Resume the text on solo travel from the point where it stops, carrying it forward in the same first-person voice.

### Text
-*-
Following on from confidence, self-assurance is a key skill gained from solo travel. That ‘can do’ attitude that you build from travelling. I used to be nervous about booking flights in case I made a mistake or wasn’t sure I would enjoy it.
Last March, I booked a last-minute flight on a Friday evening at 10pm that left at 8am the following morning. I went to Budapest for a weekend coming back on Sunday for the return price of £40.
Sadly, this was the last trip I made before the pandemic. Looking back, I would not have had the self-assurance to book that if I had not had my previous travel experiences and my lockdown cabin fever is softened by the travel adventures I have already had.
This self-assurance is a good skill – it means I put myself forward for opportunities that I might otherwise have dismissed. At the end of my first year I successfully applied for a eight-week summer school to Shanghai: I know if I had not had my confidence strengthened from travelling I would not have applied.
This may seem like an obvious point but as a person who grew up in rural Ireland my experience and understanding of other cultures was honestly shocking. Bar a one-week introduction to Islam in school I didn’t really know much about other cultures. I think if everyone had better cultural immersion via publicly funded programmes some systemic issues within our society could be party addressed.
Being interested in history, I love visiting museums, churches, local restaurants and cultural sites. When you travel with your family or friends, I have found that it is more difficult to visit these places. Whether your friend isn’t interested in a museum or ‘’is veggie’’ and doesn’t want to try traditional Estonian food. When you travel alone you get to set your daily schedule. As much fun as it is travelling with friends it can provide restrictions you didn’t anticipate.
-*-
[Dataset items]
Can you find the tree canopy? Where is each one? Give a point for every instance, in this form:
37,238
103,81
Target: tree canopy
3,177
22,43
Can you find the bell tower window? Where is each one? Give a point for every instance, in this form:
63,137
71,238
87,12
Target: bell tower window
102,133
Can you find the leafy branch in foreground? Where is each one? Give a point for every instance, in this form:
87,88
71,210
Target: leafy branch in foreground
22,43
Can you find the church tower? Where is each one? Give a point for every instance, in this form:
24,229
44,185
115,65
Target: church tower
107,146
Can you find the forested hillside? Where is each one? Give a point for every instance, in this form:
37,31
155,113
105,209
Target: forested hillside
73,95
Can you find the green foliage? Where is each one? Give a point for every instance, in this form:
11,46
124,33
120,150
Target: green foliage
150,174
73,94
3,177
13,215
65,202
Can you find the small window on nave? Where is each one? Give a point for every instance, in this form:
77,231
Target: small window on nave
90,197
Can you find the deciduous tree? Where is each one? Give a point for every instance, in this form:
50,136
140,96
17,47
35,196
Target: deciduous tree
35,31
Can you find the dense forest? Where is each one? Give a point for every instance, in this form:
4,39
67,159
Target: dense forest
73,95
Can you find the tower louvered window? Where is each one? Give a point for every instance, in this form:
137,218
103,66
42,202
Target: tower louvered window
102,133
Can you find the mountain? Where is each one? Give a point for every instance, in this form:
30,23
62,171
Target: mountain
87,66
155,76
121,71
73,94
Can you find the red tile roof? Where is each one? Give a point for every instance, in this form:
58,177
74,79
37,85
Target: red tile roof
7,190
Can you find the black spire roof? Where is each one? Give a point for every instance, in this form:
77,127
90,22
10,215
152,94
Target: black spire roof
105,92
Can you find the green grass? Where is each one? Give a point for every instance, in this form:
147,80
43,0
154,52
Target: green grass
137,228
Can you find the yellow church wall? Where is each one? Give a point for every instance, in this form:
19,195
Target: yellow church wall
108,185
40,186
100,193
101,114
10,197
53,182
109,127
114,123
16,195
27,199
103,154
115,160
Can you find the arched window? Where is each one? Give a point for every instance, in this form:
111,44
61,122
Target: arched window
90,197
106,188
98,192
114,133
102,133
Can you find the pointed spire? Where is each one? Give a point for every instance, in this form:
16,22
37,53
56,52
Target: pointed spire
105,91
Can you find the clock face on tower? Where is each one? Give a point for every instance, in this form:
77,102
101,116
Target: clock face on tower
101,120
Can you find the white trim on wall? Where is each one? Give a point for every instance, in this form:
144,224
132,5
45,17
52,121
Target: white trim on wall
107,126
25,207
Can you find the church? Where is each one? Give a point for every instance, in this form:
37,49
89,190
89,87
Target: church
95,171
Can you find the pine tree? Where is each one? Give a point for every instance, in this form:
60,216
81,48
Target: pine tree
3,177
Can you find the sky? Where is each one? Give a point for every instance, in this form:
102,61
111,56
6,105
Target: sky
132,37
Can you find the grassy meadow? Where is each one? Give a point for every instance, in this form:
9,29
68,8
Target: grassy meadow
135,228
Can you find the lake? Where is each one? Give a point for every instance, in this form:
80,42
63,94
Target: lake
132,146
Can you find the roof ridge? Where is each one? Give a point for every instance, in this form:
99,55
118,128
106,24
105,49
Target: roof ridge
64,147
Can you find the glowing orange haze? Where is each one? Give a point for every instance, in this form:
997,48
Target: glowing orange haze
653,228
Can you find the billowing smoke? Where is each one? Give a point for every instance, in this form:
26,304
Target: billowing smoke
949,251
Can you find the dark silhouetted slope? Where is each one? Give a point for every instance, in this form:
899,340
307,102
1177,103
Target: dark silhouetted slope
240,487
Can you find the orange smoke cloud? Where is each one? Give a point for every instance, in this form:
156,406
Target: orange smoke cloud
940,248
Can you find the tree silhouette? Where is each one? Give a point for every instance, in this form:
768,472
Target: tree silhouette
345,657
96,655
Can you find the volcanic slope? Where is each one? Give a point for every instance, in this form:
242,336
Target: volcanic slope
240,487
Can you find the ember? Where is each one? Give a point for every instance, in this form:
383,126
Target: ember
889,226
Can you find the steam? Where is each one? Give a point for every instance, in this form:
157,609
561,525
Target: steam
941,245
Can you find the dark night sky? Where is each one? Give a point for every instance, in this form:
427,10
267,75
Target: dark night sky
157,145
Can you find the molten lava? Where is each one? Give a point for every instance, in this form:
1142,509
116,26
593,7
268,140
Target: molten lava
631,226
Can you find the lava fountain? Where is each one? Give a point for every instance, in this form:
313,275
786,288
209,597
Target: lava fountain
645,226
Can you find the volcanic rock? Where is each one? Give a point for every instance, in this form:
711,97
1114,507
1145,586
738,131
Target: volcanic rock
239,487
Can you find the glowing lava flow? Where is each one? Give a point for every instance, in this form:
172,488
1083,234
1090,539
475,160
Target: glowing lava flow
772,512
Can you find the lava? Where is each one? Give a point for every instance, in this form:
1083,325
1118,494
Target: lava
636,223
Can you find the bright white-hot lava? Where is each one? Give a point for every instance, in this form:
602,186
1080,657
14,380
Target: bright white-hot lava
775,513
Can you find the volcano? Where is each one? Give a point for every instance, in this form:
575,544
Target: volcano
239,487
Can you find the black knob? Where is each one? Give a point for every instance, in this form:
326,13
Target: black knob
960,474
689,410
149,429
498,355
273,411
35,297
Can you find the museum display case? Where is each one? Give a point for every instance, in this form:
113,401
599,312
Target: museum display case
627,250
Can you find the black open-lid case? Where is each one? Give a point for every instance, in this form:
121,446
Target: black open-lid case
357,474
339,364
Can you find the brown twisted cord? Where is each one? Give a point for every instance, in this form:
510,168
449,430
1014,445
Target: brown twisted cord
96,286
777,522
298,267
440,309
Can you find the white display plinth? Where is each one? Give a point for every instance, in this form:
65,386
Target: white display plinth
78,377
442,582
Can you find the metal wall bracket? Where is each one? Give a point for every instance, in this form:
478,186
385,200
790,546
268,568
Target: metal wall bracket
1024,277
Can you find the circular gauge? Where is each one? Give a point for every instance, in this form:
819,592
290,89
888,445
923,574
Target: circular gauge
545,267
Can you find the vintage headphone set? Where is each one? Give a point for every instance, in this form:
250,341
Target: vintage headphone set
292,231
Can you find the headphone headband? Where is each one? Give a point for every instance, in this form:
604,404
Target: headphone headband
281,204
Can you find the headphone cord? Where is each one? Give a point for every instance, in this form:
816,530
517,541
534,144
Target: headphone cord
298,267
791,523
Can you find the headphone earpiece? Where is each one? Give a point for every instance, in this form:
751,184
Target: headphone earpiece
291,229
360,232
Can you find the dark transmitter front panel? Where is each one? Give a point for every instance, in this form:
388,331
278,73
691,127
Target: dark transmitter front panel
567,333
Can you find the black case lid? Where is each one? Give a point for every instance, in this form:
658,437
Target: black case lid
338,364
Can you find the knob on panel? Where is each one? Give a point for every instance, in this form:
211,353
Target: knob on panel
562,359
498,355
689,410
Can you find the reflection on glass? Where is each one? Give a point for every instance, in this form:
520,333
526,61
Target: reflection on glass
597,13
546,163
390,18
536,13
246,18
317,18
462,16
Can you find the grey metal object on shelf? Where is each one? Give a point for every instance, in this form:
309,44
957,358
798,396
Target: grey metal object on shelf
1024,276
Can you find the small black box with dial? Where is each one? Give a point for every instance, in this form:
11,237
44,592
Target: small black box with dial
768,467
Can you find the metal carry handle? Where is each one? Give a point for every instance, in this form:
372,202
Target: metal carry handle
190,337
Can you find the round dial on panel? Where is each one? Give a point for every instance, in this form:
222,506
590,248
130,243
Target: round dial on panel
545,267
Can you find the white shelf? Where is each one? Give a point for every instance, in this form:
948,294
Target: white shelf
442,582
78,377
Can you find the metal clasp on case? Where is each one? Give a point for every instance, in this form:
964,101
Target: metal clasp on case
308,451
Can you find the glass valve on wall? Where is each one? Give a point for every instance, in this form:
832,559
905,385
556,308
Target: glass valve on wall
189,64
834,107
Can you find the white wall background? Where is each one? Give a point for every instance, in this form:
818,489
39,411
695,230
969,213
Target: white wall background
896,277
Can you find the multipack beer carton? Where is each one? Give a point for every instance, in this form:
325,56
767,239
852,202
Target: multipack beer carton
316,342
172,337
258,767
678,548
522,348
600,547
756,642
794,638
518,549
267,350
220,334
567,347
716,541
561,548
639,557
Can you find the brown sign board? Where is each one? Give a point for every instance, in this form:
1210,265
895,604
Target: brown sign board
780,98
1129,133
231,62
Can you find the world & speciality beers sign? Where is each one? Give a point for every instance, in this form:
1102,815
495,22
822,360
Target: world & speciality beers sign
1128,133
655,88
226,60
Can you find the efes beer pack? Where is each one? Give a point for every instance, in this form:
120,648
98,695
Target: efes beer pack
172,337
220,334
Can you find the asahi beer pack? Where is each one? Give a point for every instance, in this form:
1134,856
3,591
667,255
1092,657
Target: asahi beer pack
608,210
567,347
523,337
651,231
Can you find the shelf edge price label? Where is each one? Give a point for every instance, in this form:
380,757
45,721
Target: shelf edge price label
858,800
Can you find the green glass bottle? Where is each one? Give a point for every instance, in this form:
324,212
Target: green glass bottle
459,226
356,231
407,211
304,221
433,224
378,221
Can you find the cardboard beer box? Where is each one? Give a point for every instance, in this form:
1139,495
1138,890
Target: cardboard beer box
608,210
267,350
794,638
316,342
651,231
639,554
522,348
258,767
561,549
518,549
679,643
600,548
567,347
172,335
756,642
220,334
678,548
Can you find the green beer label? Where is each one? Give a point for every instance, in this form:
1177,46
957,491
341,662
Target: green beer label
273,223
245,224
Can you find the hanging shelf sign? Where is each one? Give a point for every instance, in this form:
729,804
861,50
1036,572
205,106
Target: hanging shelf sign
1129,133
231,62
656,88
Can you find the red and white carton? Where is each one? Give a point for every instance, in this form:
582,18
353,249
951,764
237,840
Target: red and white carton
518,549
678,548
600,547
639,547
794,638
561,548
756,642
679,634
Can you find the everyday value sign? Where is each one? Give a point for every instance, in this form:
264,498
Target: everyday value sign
-*-
### Result
On the other hand, your friends may offer you an opportunity to broaden your horizons. I visited Bulgaria to see a friend who introduced me to her culture, even driving me to Plovdiv to try stomach soup, which with the garlic powder was a culinary delight.
Having spent hours within the Prado, Madrid, looking at each painting or visiting a Buddhist temple I have tried to educate myself on other cultures.
Something very personal to me is language learning. I felt school French and Spanish were unsatisfying: their aim was to pass an exam rather than communicate with others in a way they can understand. I now want to try and learn as many languages as I can. I have been teaching myself Spanish and recently I have been taking Arabic classes. I hope that I will be able to hone these skills and use them within my career.
Travelling gives you the opportunity to learn languages and force you to use them.
When I was last in Spain, Santiago, I was determined to practice my Spanish, which was challenging but I am so glad I did. I have much more confidence in my ability now. Except for one embarrassing encounter where I politely asked a shop assistant what ‘a donut’ was in Spanish, she replied ‘donut’ with Spanish accent. I’ve learnt to recognise that even when speaking in English to another English speaker, the issues of language, vocabulary, accents, communication, understanding all need attention.
Learning, or attempting to communicate in a different language, I realised the importance of non-verbals in any language.
Even more I have learned how easily miscommunications can happen when trying to speak in a language that is not your native one.
What I have learned from this?
With this reflection I have understood how much and why I enjoy travelling. It has been critical for my personal and probably professional development. The life – long friends from across the globe have opened my mind and soul to embrace differences and similarities.
I want to find graduate roles that need the agility of mind that comes with a seasoned traveller. Roles with opportunities to travel and be placed anywhere across the globe will be well matched with my eagerness for adventure and challenge.